** Start **
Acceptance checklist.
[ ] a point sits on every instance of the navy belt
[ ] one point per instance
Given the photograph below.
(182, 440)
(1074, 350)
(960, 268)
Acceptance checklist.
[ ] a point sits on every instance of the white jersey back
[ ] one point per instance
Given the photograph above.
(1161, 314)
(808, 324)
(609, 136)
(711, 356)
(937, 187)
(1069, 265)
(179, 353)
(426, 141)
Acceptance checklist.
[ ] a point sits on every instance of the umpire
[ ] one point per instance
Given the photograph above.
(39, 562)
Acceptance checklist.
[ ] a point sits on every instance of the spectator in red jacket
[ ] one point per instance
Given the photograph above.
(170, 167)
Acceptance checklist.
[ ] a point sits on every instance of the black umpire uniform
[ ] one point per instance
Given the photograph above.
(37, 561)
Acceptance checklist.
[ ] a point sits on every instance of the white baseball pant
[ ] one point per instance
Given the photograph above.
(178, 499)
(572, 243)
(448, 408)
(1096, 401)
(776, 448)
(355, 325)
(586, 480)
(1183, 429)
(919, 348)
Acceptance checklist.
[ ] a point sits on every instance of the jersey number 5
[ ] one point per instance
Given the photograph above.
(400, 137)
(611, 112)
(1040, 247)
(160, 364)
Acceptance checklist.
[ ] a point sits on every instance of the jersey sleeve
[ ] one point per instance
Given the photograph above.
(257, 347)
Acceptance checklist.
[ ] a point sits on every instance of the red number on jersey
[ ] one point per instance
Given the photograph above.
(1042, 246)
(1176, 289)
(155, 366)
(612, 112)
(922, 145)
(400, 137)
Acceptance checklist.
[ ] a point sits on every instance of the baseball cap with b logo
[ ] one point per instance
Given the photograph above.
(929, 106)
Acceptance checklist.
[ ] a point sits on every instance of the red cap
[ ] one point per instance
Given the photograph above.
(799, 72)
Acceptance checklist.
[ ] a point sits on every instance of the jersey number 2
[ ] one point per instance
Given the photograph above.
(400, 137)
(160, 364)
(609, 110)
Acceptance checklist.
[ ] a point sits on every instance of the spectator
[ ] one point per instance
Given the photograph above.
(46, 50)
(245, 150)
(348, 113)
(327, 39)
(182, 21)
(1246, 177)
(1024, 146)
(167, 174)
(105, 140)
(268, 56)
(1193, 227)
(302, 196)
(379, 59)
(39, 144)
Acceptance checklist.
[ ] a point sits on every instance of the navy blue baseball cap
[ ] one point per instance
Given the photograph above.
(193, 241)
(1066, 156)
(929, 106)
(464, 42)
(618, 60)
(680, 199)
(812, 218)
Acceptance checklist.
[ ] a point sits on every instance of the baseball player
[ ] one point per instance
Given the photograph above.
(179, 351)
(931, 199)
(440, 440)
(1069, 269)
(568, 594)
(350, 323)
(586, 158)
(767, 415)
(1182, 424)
** End **
Copy out all of the lines above exactly.

FULL ANSWER:
Acceptance checklist.
[ ] a point sits on every instance of the navy belt
[ ] one point per instance
Given the photograph below.
(182, 440)
(1074, 350)
(960, 268)
Acceptance checklist.
[ ] a point sits on every instance of the white jersey back
[ ] one point per instance
Given the photograph above.
(1161, 314)
(808, 324)
(609, 136)
(711, 356)
(937, 187)
(1069, 265)
(179, 353)
(426, 141)
Acceptance checklist.
[ ] a point sits on every instance of the umpire
[ ] one point per instance
Given the photograph above.
(39, 562)
Acceptance checklist.
[ ] a point sits on every instance of the spectator in red jacket
[ ] one point per instance
Given the photograph above.
(170, 167)
Acceptance checklist.
[ ] a point sits on every instance of the black umpire uniform
[ ] one point per instance
Given the photograph above.
(37, 561)
Acceptance checklist.
[ ] a point sits on every instance of the white baseball pant
[ ] one point per instance
Given the photograph above.
(178, 499)
(572, 243)
(448, 408)
(1096, 401)
(776, 448)
(355, 325)
(586, 480)
(1183, 429)
(919, 348)
Acceptance checklist.
[ ] a point sits on every instance of the jersey number 5
[ ] one point per instance
Given the photograph above.
(400, 137)
(611, 112)
(1040, 247)
(160, 364)
Acceptance checklist.
[ ] a point sits on every instance of the jersey sleeve
[ ] one point per instance
Given the photograph above.
(257, 347)
Acceptance checklist.
[ ] a point sits on every instance of the red number on jersey
[ ] one point per instance
Given the photograph above.
(1042, 246)
(1176, 289)
(155, 366)
(612, 112)
(922, 145)
(400, 137)
Acceptance checklist.
[ ] a point sits on every instance of the baseball cap with b logo
[ ] one point per instance
Given the photograph above.
(929, 106)
Acceptance checklist.
[ ] a point sits on every instance of the red cap
[ ] one point per instance
Given the photograph above.
(799, 72)
Acceptance checklist.
[ ] a point sits on every instance of the jersey number 2
[ ] one point per instance
Given the photograph above.
(400, 137)
(160, 364)
(609, 110)
Acceptance checklist.
[ ] a point sits on every instance of the spectator
[ ] one point per instance
Given the photograph above.
(46, 50)
(245, 150)
(348, 113)
(327, 39)
(182, 21)
(1246, 177)
(1024, 146)
(167, 174)
(105, 140)
(268, 56)
(1193, 227)
(302, 196)
(379, 59)
(39, 144)
Acceptance checklist.
[ ] a point sits on every instance of the navy blue baseball cap
[ ] one point per instance
Given the photograph above.
(193, 241)
(1066, 156)
(929, 106)
(464, 42)
(618, 60)
(680, 199)
(812, 218)
Acceptance checklist.
[ ] a point sits on every instance of the baseball player
[ ] one point per instance
Given the photograph above.
(179, 351)
(931, 199)
(440, 440)
(1069, 269)
(568, 594)
(350, 323)
(586, 158)
(767, 415)
(1182, 424)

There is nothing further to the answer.